** Records for the exercise follows **
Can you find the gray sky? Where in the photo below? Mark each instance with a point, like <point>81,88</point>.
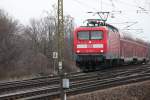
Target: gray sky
<point>24,10</point>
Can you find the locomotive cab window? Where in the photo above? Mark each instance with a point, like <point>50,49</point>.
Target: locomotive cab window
<point>83,35</point>
<point>96,35</point>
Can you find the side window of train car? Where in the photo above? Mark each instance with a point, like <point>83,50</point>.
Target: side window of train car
<point>83,35</point>
<point>96,35</point>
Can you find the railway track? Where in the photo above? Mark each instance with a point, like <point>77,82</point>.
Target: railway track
<point>79,83</point>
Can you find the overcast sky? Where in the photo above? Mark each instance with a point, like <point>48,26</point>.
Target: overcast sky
<point>24,10</point>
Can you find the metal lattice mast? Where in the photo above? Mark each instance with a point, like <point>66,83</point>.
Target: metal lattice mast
<point>60,38</point>
<point>60,32</point>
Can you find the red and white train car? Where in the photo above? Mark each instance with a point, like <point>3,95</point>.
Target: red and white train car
<point>106,45</point>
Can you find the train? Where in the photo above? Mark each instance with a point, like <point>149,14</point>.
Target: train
<point>99,43</point>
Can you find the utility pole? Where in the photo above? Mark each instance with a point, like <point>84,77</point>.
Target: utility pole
<point>60,38</point>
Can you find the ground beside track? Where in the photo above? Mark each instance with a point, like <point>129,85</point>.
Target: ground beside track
<point>134,91</point>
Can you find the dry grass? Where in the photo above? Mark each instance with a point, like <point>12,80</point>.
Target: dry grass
<point>136,91</point>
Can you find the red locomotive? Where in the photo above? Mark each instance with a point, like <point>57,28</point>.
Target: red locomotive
<point>104,44</point>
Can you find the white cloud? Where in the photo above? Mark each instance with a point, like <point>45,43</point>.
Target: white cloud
<point>26,9</point>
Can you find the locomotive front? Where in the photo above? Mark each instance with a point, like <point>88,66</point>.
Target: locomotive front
<point>90,45</point>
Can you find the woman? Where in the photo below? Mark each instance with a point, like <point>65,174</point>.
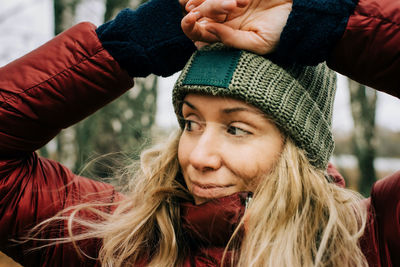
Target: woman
<point>190,201</point>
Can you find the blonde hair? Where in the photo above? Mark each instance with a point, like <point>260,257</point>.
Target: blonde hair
<point>299,218</point>
<point>296,218</point>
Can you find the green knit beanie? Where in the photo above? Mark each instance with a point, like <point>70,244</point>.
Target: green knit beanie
<point>298,98</point>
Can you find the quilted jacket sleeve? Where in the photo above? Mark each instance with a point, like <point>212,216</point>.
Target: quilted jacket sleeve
<point>47,90</point>
<point>385,200</point>
<point>369,50</point>
<point>358,38</point>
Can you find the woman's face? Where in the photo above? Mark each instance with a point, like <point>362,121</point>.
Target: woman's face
<point>225,146</point>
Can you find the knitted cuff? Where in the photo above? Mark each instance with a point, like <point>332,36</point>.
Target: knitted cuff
<point>312,30</point>
<point>149,39</point>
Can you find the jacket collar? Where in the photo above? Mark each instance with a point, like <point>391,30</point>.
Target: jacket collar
<point>213,223</point>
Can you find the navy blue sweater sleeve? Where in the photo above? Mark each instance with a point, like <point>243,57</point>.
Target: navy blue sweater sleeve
<point>149,39</point>
<point>312,30</point>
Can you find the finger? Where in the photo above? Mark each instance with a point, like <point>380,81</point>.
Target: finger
<point>245,40</point>
<point>214,8</point>
<point>200,45</point>
<point>191,4</point>
<point>242,3</point>
<point>196,31</point>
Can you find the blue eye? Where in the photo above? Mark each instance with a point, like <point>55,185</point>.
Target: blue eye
<point>191,126</point>
<point>236,131</point>
<point>188,125</point>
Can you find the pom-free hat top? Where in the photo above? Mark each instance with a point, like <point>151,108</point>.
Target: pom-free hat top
<point>299,99</point>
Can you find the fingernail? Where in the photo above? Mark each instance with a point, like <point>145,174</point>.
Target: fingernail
<point>226,4</point>
<point>197,14</point>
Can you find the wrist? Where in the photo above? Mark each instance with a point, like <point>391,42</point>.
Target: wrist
<point>312,30</point>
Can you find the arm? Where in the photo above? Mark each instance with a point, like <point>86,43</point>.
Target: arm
<point>384,237</point>
<point>360,39</point>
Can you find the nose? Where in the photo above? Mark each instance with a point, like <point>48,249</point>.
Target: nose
<point>206,154</point>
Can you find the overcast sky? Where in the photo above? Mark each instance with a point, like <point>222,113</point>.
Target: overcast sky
<point>25,24</point>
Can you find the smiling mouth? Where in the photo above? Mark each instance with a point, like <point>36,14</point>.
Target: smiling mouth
<point>210,190</point>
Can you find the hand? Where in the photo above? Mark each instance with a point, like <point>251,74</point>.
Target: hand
<point>253,25</point>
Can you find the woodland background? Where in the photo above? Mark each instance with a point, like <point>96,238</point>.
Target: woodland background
<point>103,142</point>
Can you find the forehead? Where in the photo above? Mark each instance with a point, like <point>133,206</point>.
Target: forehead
<point>199,101</point>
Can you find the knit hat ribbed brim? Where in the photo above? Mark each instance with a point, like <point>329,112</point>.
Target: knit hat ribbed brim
<point>298,98</point>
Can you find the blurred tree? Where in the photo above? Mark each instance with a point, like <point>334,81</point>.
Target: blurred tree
<point>64,14</point>
<point>363,106</point>
<point>122,126</point>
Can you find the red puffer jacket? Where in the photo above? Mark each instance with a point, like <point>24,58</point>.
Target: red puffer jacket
<point>61,83</point>
<point>369,50</point>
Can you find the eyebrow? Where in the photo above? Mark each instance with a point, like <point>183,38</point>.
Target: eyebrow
<point>228,110</point>
<point>189,104</point>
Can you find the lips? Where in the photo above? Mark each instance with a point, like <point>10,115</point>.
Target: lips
<point>210,190</point>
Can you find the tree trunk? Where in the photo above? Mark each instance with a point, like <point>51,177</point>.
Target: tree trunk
<point>363,106</point>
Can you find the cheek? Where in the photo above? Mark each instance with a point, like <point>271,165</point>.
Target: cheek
<point>256,160</point>
<point>184,149</point>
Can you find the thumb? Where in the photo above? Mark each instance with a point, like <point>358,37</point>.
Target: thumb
<point>239,39</point>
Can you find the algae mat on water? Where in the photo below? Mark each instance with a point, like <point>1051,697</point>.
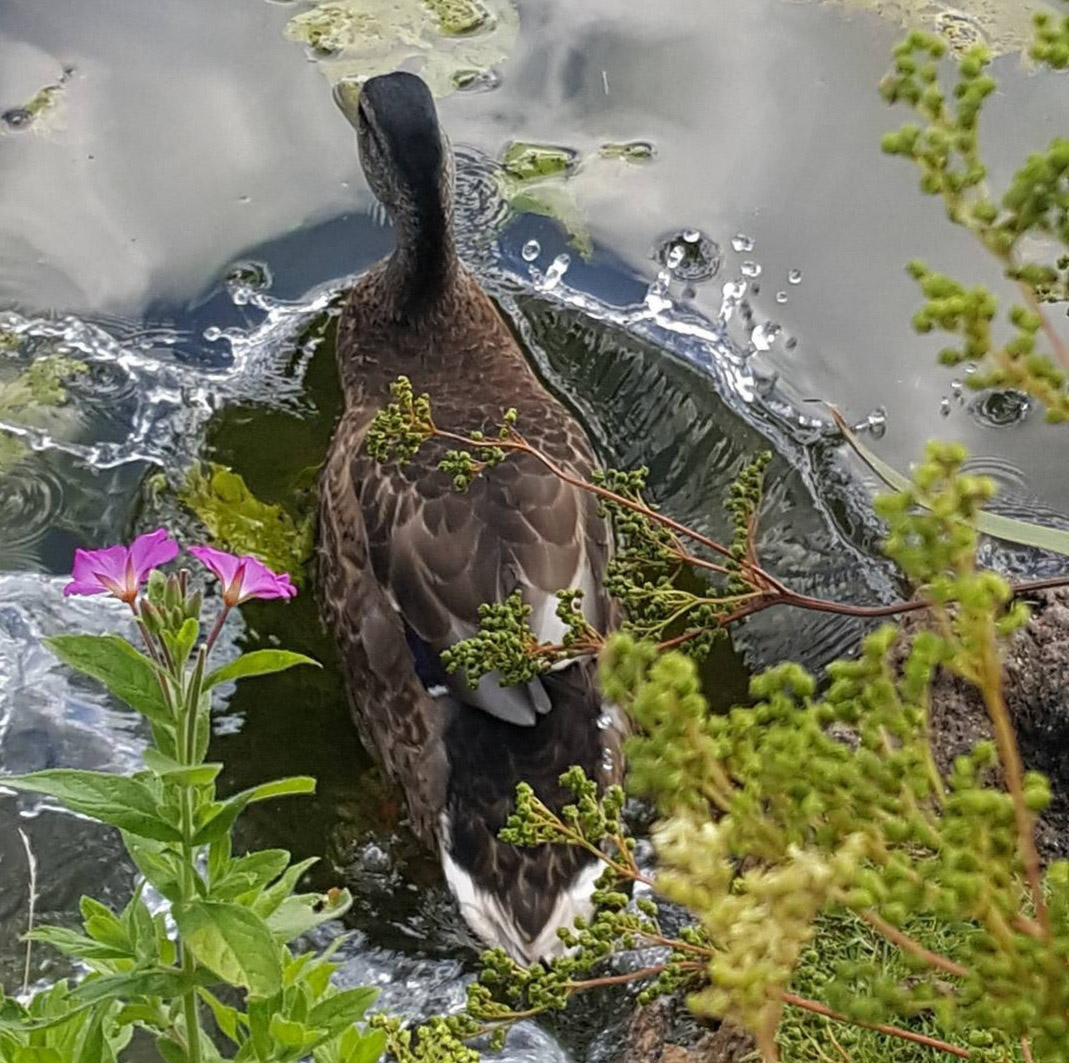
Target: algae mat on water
<point>1004,26</point>
<point>455,40</point>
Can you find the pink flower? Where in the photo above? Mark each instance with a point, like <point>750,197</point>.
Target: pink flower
<point>244,578</point>
<point>120,570</point>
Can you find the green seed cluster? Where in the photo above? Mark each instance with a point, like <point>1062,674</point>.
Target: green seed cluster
<point>505,643</point>
<point>1051,44</point>
<point>946,150</point>
<point>402,427</point>
<point>743,503</point>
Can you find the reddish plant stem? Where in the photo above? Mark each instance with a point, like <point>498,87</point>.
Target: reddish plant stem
<point>892,1031</point>
<point>909,944</point>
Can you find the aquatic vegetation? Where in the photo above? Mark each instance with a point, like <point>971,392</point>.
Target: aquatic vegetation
<point>778,817</point>
<point>29,397</point>
<point>239,522</point>
<point>41,104</point>
<point>233,917</point>
<point>1034,204</point>
<point>451,37</point>
<point>1004,26</point>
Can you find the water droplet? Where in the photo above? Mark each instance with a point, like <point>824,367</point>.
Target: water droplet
<point>691,257</point>
<point>1002,409</point>
<point>556,272</point>
<point>765,385</point>
<point>877,422</point>
<point>764,335</point>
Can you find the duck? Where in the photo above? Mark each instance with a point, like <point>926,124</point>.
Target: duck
<point>405,559</point>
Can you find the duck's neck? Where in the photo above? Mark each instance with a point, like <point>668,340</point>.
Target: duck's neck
<point>421,273</point>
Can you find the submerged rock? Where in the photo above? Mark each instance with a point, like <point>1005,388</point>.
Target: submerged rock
<point>1037,696</point>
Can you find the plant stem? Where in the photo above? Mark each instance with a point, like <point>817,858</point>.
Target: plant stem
<point>914,948</point>
<point>917,1038</point>
<point>1009,755</point>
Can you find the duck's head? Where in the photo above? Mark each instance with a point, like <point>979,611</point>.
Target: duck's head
<point>404,154</point>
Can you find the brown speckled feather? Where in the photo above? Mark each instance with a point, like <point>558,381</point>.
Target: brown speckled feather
<point>405,561</point>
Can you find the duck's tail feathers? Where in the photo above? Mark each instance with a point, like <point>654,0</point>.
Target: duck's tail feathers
<point>523,923</point>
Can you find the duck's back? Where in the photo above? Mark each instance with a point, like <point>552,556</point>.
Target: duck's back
<point>407,560</point>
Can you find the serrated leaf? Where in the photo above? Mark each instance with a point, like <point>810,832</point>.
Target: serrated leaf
<point>261,662</point>
<point>111,799</point>
<point>370,1049</point>
<point>233,943</point>
<point>227,1018</point>
<point>222,816</point>
<point>127,673</point>
<point>1056,540</point>
<point>294,1036</point>
<point>342,1010</point>
<point>171,771</point>
<point>252,872</point>
<point>159,867</point>
<point>72,943</point>
<point>298,914</point>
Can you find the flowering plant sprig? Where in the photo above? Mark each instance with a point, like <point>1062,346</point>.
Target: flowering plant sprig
<point>234,917</point>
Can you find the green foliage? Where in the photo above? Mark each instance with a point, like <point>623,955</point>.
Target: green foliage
<point>237,521</point>
<point>1036,204</point>
<point>33,394</point>
<point>235,915</point>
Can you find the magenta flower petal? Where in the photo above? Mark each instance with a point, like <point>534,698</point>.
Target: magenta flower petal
<point>244,578</point>
<point>120,570</point>
<point>151,551</point>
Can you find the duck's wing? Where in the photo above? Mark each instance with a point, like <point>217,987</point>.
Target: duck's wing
<point>439,553</point>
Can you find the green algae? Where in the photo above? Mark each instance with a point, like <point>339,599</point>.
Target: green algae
<point>236,520</point>
<point>535,162</point>
<point>1004,26</point>
<point>29,397</point>
<point>447,39</point>
<point>458,17</point>
<point>630,151</point>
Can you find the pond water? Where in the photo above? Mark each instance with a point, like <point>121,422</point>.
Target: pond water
<point>180,212</point>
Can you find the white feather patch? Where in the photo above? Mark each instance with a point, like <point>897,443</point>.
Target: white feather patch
<point>489,920</point>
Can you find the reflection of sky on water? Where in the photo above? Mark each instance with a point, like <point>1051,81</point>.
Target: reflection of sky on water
<point>191,131</point>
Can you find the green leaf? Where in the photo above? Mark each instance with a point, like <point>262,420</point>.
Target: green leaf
<point>158,866</point>
<point>1056,540</point>
<point>72,943</point>
<point>261,662</point>
<point>342,1010</point>
<point>233,943</point>
<point>103,925</point>
<point>221,816</point>
<point>249,873</point>
<point>273,896</point>
<point>294,1036</point>
<point>181,644</point>
<point>298,914</point>
<point>369,1049</point>
<point>37,1056</point>
<point>227,1018</point>
<point>128,674</point>
<point>111,799</point>
<point>171,771</point>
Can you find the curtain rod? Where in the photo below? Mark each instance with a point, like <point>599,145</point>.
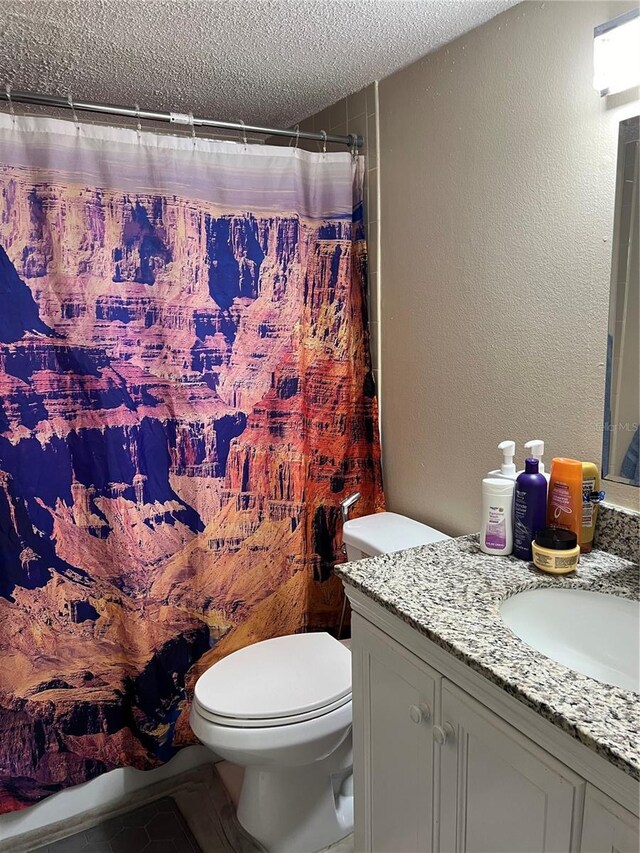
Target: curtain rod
<point>351,140</point>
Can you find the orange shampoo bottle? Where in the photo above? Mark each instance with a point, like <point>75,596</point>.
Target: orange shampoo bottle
<point>564,504</point>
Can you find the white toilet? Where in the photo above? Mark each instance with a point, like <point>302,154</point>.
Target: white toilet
<point>281,709</point>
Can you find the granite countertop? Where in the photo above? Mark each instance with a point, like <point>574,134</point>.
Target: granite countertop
<point>451,592</point>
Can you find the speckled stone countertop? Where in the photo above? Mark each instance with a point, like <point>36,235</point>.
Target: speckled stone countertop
<point>451,592</point>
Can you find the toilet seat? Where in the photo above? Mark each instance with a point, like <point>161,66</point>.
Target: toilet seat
<point>276,682</point>
<point>268,722</point>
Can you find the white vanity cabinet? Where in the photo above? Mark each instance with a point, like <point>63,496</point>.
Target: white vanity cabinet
<point>499,792</point>
<point>438,771</point>
<point>396,695</point>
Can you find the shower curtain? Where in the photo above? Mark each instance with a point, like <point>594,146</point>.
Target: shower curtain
<point>186,397</point>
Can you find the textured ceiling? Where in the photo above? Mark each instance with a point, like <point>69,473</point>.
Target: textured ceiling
<point>269,62</point>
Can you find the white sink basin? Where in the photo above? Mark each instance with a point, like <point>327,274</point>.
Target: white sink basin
<point>590,632</point>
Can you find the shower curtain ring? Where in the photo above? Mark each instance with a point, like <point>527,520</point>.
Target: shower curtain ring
<point>138,125</point>
<point>244,132</point>
<point>73,112</point>
<point>354,146</point>
<point>194,138</point>
<point>11,110</point>
<point>297,137</point>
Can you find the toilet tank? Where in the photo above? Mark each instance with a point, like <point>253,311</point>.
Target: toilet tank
<point>384,533</point>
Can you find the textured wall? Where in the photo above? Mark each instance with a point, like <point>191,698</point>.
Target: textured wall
<point>497,163</point>
<point>269,62</point>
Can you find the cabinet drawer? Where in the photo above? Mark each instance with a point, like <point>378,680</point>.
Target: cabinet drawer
<point>607,827</point>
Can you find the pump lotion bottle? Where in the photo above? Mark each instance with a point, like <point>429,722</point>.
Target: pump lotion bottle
<point>507,469</point>
<point>530,514</point>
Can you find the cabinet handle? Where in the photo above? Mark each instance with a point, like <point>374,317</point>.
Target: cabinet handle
<point>443,733</point>
<point>419,713</point>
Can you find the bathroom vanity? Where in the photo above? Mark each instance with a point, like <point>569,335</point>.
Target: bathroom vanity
<point>466,738</point>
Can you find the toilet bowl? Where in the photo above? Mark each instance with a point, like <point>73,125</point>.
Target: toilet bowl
<point>281,708</point>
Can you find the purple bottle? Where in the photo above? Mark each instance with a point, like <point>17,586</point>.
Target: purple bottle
<point>530,508</point>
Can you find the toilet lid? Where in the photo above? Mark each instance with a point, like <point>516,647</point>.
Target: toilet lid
<point>299,675</point>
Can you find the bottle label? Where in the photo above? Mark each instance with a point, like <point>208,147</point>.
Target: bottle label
<point>561,503</point>
<point>521,534</point>
<point>496,531</point>
<point>588,508</point>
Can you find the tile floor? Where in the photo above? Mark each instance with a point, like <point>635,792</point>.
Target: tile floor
<point>157,827</point>
<point>194,813</point>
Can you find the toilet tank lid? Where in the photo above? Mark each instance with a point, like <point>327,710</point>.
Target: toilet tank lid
<point>386,532</point>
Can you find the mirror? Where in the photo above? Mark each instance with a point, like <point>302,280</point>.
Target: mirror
<point>620,456</point>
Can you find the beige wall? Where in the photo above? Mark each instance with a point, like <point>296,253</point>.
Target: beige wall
<point>358,114</point>
<point>497,169</point>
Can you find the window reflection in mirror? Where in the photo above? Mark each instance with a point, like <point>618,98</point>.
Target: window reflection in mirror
<point>620,460</point>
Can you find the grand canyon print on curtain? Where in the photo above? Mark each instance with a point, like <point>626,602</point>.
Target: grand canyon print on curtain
<point>186,397</point>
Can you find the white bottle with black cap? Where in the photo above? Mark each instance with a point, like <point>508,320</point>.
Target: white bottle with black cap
<point>507,471</point>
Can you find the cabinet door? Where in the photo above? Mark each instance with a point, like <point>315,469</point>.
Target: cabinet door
<point>394,695</point>
<point>607,827</point>
<point>500,793</point>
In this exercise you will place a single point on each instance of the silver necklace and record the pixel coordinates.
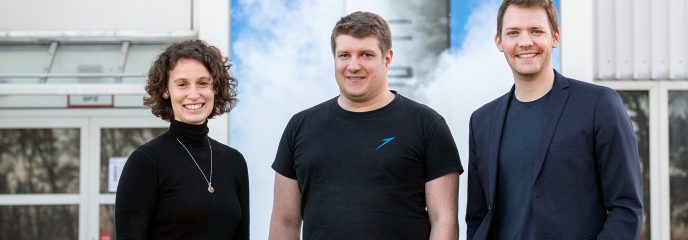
(210, 182)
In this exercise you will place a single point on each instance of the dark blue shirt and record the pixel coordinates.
(520, 139)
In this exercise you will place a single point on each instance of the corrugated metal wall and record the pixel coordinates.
(641, 40)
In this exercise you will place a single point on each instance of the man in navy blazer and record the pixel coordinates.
(554, 158)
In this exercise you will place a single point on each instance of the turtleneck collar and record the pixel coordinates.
(189, 134)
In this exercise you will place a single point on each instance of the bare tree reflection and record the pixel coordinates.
(39, 161)
(39, 222)
(637, 106)
(118, 142)
(678, 162)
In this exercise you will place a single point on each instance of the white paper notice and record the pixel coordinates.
(115, 166)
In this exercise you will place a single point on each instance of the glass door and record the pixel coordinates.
(116, 139)
(59, 169)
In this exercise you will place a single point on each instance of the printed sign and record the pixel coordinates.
(115, 166)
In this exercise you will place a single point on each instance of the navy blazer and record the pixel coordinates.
(586, 179)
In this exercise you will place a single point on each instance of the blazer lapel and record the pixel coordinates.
(495, 140)
(557, 102)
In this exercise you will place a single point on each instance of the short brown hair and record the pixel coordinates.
(363, 24)
(548, 5)
(224, 85)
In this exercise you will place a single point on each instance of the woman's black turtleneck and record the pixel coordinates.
(163, 195)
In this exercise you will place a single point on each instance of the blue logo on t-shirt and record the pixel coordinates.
(384, 141)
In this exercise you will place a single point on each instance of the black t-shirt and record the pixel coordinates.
(517, 152)
(163, 195)
(362, 175)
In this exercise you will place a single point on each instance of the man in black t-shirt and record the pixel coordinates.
(370, 163)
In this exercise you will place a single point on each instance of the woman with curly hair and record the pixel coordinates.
(183, 184)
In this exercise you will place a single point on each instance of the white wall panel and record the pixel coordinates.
(605, 36)
(677, 39)
(100, 15)
(623, 44)
(659, 33)
(641, 39)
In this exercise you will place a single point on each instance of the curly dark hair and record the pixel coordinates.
(224, 85)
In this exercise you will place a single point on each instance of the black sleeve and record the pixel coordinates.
(476, 209)
(441, 154)
(618, 164)
(242, 230)
(136, 197)
(284, 159)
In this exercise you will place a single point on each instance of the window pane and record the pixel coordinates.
(86, 59)
(121, 142)
(39, 161)
(22, 59)
(39, 222)
(139, 60)
(637, 105)
(678, 163)
(107, 222)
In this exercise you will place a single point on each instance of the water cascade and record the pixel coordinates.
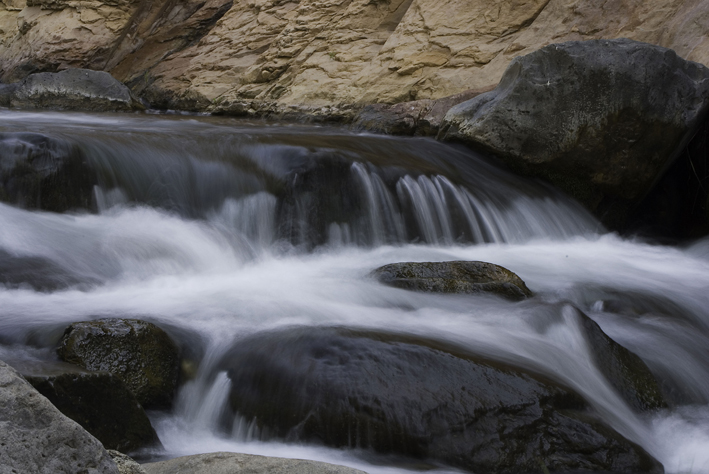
(219, 231)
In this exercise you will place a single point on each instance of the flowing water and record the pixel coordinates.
(217, 229)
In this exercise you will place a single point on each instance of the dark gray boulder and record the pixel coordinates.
(73, 89)
(600, 119)
(138, 352)
(623, 369)
(99, 401)
(232, 463)
(420, 398)
(454, 277)
(35, 437)
(42, 172)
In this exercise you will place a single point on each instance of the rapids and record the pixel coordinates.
(217, 229)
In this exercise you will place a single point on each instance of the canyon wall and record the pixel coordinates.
(206, 54)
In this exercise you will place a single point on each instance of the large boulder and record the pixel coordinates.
(35, 437)
(42, 172)
(137, 352)
(454, 277)
(99, 401)
(601, 120)
(73, 89)
(624, 370)
(421, 398)
(233, 463)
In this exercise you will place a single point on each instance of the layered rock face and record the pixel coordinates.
(224, 54)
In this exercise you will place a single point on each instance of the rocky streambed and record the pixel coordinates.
(377, 302)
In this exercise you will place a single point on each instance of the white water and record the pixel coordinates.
(216, 279)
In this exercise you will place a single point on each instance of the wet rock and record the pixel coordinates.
(226, 463)
(420, 398)
(99, 401)
(454, 277)
(139, 353)
(35, 437)
(74, 89)
(126, 464)
(602, 120)
(42, 172)
(625, 370)
(38, 273)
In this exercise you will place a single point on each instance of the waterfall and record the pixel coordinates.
(221, 230)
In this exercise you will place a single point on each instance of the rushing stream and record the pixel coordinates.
(216, 230)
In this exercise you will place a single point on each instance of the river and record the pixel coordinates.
(217, 229)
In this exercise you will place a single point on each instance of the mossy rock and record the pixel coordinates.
(454, 277)
(139, 353)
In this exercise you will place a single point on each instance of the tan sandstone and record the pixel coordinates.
(208, 55)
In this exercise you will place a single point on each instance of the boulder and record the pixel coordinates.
(138, 352)
(98, 401)
(42, 172)
(602, 120)
(454, 277)
(234, 463)
(35, 437)
(625, 370)
(74, 89)
(420, 398)
(126, 464)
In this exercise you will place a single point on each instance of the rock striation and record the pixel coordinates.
(35, 437)
(602, 120)
(72, 89)
(237, 56)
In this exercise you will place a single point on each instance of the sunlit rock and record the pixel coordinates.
(35, 437)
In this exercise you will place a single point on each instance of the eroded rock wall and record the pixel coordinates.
(211, 54)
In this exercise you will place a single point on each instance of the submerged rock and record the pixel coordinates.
(35, 437)
(625, 370)
(421, 398)
(99, 401)
(73, 89)
(126, 464)
(602, 120)
(454, 277)
(139, 353)
(218, 463)
(42, 172)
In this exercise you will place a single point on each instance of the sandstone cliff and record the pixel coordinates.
(197, 54)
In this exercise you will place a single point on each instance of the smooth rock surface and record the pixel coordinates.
** End of Records for the exercise **
> What is expected
If a line in the data above contains "below", return that line.

> Task solution
Can you find the gray sky? Where in the photo below? Mark each instance with a point, like <point>81,88</point>.
Can you find the woman? Where in the photo below? Mark each instance with a point, like <point>65,174</point>.
Can you find the algae mat on water? Where in the photo below? Mark each instance with a point, like <point>1051,697</point>.
Can you find the curtain rod? Where in the photo below? Mark each instance with a point, like <point>599,145</point>.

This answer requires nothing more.